┌──
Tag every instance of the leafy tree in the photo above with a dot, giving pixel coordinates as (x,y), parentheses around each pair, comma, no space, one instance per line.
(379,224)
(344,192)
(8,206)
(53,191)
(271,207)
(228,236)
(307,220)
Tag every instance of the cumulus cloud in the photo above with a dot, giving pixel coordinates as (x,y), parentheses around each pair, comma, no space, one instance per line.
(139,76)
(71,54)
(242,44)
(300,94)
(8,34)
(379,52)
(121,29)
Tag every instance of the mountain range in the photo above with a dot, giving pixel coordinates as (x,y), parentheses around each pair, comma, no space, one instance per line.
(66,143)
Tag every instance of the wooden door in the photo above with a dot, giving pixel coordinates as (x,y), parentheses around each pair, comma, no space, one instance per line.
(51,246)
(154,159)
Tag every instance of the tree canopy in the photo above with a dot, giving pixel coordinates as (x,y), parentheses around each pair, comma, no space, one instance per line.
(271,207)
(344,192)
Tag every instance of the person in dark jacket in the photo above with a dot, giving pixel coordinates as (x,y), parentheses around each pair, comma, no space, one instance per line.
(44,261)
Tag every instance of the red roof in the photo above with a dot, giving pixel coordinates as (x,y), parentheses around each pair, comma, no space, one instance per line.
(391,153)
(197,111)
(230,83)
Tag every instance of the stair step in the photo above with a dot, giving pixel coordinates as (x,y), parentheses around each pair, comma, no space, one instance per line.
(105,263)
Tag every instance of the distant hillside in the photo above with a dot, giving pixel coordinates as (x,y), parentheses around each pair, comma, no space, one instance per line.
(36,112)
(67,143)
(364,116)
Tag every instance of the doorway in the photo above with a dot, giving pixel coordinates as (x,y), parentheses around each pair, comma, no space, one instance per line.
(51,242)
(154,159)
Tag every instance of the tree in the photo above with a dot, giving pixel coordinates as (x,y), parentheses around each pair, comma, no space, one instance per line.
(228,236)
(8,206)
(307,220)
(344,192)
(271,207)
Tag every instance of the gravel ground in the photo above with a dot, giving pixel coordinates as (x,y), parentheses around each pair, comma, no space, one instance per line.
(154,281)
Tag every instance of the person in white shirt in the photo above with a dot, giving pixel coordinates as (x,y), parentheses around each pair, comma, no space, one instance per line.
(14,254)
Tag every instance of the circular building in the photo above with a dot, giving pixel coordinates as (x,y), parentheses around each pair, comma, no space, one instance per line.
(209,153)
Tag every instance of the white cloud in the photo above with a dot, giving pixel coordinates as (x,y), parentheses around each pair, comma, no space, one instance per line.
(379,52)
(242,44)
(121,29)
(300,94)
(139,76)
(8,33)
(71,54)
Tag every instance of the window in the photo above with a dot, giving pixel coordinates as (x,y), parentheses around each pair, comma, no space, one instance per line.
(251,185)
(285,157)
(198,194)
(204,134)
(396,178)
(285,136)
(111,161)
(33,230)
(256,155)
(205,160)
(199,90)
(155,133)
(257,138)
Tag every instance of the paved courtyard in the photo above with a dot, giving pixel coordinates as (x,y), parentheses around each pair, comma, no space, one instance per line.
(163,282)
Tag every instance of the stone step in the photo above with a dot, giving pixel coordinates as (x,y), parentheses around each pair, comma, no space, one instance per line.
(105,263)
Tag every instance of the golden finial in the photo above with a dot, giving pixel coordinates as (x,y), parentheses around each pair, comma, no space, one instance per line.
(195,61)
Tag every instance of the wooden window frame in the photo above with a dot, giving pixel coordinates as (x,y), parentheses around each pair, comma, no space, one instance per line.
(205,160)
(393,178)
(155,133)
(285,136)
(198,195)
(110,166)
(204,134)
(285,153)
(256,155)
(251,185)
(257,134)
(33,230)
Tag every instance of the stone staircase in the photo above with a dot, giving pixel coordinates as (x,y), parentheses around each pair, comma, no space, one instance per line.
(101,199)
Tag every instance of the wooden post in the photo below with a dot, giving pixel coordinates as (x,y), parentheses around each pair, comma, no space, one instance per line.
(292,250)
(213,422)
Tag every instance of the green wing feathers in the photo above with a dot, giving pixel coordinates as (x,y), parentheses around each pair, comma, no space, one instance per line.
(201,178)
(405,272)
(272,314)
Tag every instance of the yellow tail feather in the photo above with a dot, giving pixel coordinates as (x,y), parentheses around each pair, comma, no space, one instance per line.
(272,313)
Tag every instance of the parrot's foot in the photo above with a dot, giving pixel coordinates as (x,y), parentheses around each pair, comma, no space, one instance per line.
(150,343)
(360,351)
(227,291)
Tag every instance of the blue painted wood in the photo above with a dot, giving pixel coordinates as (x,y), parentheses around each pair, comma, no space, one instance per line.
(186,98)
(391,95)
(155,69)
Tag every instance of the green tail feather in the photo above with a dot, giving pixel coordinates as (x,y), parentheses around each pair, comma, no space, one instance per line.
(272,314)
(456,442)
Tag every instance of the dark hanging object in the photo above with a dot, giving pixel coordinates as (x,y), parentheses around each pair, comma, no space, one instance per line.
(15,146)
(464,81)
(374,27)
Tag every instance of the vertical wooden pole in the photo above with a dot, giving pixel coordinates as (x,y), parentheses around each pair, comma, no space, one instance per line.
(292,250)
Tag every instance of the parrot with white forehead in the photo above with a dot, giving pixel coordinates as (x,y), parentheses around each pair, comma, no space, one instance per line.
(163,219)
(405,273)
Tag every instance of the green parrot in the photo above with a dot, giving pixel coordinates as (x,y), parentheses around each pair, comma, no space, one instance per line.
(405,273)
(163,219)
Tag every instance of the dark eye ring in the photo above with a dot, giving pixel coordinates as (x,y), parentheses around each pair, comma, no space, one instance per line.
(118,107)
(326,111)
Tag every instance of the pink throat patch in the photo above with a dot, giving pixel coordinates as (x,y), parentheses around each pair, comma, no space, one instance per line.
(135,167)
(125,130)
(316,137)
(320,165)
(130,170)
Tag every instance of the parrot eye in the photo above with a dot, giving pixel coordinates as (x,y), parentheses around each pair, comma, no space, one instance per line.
└──
# WHAT YOU NEED TO DO
Rewrite the items from the line that contains "Tag every instance of the blue" through the end of the items, both ends included, keeping every line. Increase each x and y coordinate in the answers by 64, and leave all other text unchanged.

# SOLVED EXERCISE
Tag every instance of the blue painted wood in the photo above with a dot, giving pixel coordinates as (x,y), parentheses around each pair, comma, no space, one instance per line.
(250,162)
(455,159)
(219,133)
Tag every instance of the green tail feather in the photo above with a dot, giving pixel coordinates as (x,y), parentheses around each pair, comma, no space, one instance per line.
(336,378)
(520,506)
Tag every instance of the dark hanging object in the photo above with a dot, giving pixel coordinates as (x,y), parentheses around each pair, comma, no space, one instance per line.
(79,210)
(528,145)
(438,91)
Tag every instance of the vertical wooden pole in the photo above with a dot, giving pixel coordinates as (x,y), parentheses around each pair, comma, no space, one instance per line.
(356,314)
Tag every instance of the parrot with white forehead in the photo above with a dot, giving pixel coordinates as (x,y), parentheses around each pair, comma, no space, one instance per line.
(227,283)
(469,337)
Tag every instance of the green parrot in the photo above with a dot, giving pixel coordinates as (x,y), parentheses around each pair, comma, no space, one instance per line.
(469,337)
(227,283)
Tag every instance of the dark eye ring in the photo above with a dot, giving pixel coordinates as (x,y), parentheses around each pair, comma, no space, one instance per line.
(182,171)
(390,175)
Tag every instance of the pink throat patch in the photo above with a dot, giving pixel coordinates as (x,y), parentheses around each pair, comma, no space, one instance per line.
(199,231)
(189,194)
(380,201)
(384,229)
(194,234)
Tag every instance of the parrot eye in the photo above with a dot, giving pixel coordinates as (x,y), parentheses around each pair, comma, no space, one instance per line.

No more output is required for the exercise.